**DOCUMENT SEGMENT**
The Consideration Stage

Prospects at the Consideration stage have usually researched solutions to their problems and are considering their options. This is often the longest stage of the buying cycle, at least in the B2B space (consumers may skip over this stage entirely).

Here, you should try to learn more about these people so you can qualify them. The Consideration stage is all about personalization. For example, once you have enough information about your leads, you can send them emails with content tailored specifically for them to see if they maintain their interest.

Some of the best types of content to use at this stage are:

  • Webinars
  • Podcasts
  • Original research reports
  • White papers

Consideration content should show your leads that you not only understand them, but you also have what it takes to solve their problems and add value.

The Intent Stage

Once they’ve entered the Intent stage your prospects have moved beyond searching for answers and have shown some intent to buy your product or service. This may be the stage where your sales team makes content with them.

At this point, your leads are ready to hear about your company, as well as your products and services. That means they are ready for sales-level content, such as the following:

  • Case studies
  • Competitor research and analyses
  • Sales presentations
  • Customer testimonials
  • Product or service deep dives

This may also be a good time to give your leads pricing information. If they ask for it, you know they’re ready for the Evaluation stage.

The Evaluation Stage

During the Evaluation stage, your prospect is preparing to make a final decision about whether or not to buy your products or services. They may also be comparing the information you’ve provided them with other offers.

Often, your salespeople will act as your prospect’s go-to liaison for learning about your offering, but your marketing team can also provide your sales team with sales enablement content to make their jobs easier.

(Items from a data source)
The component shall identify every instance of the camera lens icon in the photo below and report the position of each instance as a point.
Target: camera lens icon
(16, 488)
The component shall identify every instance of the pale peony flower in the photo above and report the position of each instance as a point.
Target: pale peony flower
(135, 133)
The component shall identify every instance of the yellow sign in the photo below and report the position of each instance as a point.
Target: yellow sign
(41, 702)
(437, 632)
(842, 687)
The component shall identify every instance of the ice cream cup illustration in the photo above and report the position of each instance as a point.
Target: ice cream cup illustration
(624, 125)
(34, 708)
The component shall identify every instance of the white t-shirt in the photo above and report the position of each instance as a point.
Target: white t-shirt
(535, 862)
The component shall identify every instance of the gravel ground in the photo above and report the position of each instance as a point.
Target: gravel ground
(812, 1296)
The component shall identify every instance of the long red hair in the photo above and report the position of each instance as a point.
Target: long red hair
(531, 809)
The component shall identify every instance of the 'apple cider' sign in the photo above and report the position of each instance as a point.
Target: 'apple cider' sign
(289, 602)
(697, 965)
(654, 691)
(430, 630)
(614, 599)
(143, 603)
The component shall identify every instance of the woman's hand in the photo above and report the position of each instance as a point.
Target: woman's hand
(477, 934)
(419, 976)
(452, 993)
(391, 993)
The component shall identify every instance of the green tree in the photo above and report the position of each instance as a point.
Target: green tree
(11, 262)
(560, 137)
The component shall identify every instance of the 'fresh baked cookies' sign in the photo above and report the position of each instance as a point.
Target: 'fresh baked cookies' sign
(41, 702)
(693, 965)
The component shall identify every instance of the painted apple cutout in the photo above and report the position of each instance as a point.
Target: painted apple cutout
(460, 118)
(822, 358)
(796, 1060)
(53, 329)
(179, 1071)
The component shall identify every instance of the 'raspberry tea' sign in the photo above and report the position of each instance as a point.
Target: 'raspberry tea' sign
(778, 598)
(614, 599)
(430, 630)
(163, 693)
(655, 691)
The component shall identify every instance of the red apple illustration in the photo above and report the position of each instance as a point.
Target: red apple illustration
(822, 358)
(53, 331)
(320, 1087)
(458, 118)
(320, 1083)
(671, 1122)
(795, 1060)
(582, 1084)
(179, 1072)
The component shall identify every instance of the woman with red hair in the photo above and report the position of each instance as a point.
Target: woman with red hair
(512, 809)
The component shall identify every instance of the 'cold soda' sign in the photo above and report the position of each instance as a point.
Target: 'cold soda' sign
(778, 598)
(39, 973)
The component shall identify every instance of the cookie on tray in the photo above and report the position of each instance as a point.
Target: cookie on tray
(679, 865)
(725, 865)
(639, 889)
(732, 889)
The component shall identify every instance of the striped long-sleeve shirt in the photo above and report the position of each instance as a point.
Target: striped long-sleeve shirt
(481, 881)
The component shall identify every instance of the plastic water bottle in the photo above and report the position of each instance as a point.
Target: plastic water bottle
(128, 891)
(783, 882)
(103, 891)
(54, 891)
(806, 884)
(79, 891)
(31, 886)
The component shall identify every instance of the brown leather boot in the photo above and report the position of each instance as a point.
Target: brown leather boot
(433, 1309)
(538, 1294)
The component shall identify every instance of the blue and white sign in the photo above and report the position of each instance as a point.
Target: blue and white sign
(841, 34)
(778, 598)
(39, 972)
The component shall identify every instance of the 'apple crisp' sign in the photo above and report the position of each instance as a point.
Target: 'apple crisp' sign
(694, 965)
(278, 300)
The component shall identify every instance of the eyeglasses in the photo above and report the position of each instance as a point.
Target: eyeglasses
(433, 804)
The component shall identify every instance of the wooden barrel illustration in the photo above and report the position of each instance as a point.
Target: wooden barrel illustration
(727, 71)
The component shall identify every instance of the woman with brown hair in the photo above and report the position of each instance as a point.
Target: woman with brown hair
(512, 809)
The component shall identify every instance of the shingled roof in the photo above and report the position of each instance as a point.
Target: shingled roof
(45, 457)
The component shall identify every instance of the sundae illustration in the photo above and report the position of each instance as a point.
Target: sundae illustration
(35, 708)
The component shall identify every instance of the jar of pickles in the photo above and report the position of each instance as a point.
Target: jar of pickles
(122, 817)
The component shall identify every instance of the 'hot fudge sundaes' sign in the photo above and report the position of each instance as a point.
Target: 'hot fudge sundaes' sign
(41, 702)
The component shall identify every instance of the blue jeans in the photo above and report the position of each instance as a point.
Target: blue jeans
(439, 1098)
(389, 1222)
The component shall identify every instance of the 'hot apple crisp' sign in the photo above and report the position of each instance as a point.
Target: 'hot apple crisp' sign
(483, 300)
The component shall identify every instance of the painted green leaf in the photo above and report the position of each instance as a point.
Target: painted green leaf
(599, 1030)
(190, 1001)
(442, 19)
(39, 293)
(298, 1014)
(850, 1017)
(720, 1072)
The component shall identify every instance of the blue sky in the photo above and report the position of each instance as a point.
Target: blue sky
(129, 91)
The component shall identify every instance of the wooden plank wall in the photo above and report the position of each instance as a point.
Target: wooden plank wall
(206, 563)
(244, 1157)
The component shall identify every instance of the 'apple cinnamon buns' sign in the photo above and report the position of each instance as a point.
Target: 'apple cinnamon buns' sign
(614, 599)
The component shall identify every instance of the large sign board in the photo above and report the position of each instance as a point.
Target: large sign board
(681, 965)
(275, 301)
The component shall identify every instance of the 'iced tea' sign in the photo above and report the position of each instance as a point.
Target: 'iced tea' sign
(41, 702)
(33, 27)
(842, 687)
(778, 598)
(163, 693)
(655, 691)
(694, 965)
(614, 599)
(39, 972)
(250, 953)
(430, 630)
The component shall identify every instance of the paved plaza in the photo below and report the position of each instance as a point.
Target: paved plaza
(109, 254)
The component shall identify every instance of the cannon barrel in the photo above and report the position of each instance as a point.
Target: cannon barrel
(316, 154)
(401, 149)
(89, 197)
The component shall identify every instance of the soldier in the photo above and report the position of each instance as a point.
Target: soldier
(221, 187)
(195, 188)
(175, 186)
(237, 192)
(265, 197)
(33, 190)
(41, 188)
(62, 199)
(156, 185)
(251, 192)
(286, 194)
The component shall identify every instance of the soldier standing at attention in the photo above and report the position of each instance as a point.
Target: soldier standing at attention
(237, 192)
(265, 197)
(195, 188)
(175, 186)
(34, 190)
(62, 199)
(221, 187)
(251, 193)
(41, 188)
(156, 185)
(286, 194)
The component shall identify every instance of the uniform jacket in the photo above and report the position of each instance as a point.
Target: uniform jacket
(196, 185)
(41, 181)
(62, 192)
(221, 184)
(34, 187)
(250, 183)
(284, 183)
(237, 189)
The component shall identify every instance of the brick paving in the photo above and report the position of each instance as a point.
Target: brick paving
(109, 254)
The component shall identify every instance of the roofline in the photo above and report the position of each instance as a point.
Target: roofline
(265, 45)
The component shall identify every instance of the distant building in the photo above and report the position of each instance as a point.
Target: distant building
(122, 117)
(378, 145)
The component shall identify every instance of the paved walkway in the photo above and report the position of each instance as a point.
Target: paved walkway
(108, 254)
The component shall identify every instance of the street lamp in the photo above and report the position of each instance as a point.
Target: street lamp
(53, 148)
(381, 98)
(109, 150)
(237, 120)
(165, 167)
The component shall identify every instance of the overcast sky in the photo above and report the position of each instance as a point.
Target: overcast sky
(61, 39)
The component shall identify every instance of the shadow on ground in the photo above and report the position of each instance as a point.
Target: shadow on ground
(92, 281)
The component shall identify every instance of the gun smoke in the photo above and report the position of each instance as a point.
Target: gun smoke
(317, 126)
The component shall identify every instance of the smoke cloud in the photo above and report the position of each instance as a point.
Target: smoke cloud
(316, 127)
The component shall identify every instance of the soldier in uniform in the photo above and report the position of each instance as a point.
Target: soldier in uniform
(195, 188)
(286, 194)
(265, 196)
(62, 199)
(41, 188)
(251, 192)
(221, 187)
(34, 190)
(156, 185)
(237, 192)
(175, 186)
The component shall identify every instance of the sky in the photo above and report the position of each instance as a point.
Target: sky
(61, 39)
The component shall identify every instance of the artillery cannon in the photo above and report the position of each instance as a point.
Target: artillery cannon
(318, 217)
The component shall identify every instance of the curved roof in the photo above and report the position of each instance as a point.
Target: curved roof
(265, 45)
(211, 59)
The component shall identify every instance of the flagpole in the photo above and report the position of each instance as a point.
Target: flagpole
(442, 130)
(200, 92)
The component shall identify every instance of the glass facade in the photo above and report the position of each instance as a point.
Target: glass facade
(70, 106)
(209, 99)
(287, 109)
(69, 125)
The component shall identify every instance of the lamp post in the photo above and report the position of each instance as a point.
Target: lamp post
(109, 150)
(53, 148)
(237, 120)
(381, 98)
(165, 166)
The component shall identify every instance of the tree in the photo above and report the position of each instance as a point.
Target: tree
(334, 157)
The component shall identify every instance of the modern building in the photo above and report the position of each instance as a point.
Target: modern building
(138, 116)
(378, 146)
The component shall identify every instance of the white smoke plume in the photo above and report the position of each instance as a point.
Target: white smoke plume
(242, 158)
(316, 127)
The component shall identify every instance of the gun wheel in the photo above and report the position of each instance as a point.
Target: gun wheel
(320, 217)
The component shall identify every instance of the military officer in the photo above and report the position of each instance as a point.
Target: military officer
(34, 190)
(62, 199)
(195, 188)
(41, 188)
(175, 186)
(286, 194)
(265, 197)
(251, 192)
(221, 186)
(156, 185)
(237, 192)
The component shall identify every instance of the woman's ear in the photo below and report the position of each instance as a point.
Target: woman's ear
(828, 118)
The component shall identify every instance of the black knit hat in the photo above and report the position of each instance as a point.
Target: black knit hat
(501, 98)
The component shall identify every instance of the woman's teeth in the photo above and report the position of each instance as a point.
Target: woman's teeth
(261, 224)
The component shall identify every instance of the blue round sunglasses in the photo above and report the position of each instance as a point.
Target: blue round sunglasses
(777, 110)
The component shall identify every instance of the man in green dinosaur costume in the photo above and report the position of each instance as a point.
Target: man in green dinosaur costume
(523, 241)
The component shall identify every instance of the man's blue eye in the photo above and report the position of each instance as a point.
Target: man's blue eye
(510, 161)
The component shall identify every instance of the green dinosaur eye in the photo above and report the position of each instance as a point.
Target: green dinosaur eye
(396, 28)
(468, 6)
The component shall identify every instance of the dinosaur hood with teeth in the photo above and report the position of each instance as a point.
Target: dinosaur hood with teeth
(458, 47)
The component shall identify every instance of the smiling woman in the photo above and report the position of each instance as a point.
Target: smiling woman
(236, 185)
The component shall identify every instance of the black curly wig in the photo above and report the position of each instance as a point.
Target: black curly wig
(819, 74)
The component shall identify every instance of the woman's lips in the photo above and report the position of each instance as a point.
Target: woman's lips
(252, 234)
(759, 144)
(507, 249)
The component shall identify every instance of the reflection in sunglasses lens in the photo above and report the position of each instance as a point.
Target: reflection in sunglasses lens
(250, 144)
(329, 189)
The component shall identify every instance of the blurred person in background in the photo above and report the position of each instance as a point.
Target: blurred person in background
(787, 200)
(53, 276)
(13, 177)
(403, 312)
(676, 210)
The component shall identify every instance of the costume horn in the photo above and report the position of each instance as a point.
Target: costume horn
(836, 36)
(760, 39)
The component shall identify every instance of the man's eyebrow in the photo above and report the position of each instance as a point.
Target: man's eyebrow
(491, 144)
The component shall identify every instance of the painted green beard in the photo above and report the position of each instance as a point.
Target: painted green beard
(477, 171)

**AIM OF THE TASK**
Answer these questions about the buying-stages text:
1. Which stage does it describe as often the longest stage of the buying cycle in the B2B space?
2. If leads ask for pricing information, which stage does that show they are ready for?
3. During the Evaluation stage, what may prospects be comparing the provided information with?
Rely only on the text to complete these tasks.

**OUTPUT**
1. The Consideration stage.
2. The Evaluation stage.
3. Other offers.